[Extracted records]

⟨

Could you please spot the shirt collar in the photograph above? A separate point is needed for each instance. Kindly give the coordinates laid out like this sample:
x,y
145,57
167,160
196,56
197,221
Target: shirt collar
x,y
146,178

⟩

Stated task: Copy the listing above word for word, line by line.

Solution to the problem:
Could you please spot the shirt collar in the photograph above? A separate point is needed for each instance. Kindly give the coordinates laid out like this sample:
x,y
145,57
167,160
196,56
197,221
Target: shirt collar
x,y
146,178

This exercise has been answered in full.